* [Work instruction 1]: Which anti-monopoly tools does the text on corporate power below name?
* [Work instruction 2]:
Answer these questions about the text on corporate power below:
(a) After which event was no banker jailed for lawless activity?
(b) In the arbitration that has replaced public courts, who pays the judges?
(c) According to the Zuckerberg quotation, what is Facebook more like than a traditional company?

*** Text shown Section Begins ***

The highest and best goals of America–equality and freedom–require government to protect citizens from any group or any person wielding too much power. We used to do pretty well, using antitrust, campaign finance laws, public utility regulation, labor laws, and other anti-monopoly tools. But in recent years, our government has failed on all these fronts. Meanwhile, corporations have disabled key institutions designed to protect against arbitrary power.

After the crash of 2008, the impunity of elite networks was on full display when no banker was jailed for lawless activity. Pharmaceutical and big tech corporations regularly get away with laughably trivial fines for their major violations of the law…Public courts have been replaced by arbitration in which judges are paid by corporations, reasons aren’t given, and no one knows what happens.

Unelected “megalomaniac President” Zuckerberg: “In a lot of ways Facebook is more like a government than a traditional company.” Facebook “set up a more democratic or community-oriented process that reflects the values of people around the world.”

*** Text shown Section Ends ***
*** Extracted data Section Begins ***

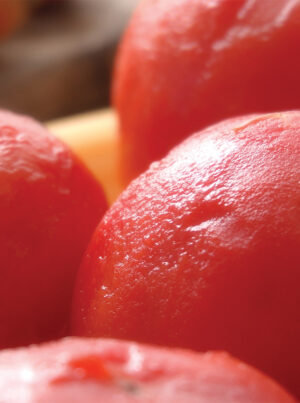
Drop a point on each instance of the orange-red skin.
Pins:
(49, 206)
(203, 250)
(185, 64)
(61, 372)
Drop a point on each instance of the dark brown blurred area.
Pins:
(60, 61)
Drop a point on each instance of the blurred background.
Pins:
(56, 56)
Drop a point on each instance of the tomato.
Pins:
(49, 206)
(77, 370)
(185, 64)
(203, 250)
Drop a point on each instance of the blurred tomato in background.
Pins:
(56, 56)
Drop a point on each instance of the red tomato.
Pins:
(186, 64)
(49, 206)
(203, 250)
(93, 371)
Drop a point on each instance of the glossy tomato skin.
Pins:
(203, 250)
(78, 369)
(183, 65)
(49, 206)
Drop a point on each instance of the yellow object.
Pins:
(94, 138)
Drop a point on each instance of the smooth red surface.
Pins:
(185, 64)
(203, 250)
(137, 373)
(49, 206)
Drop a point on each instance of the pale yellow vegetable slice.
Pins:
(94, 138)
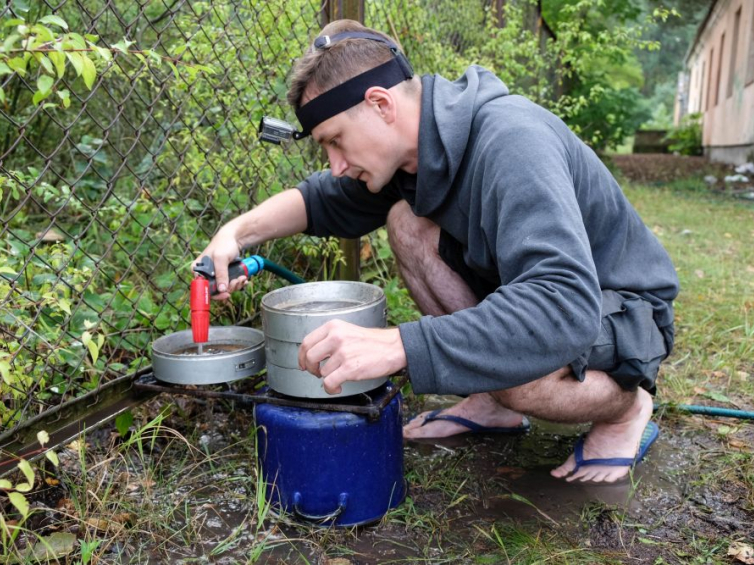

*** Extracted data Section Ends ***

* [Task result 1]: Antitrust, campaign finance laws, public utility regulation, and labor laws.

* [Task result 2]:
(a) The crash of 2008.
(b) Corporations.
(c) A government.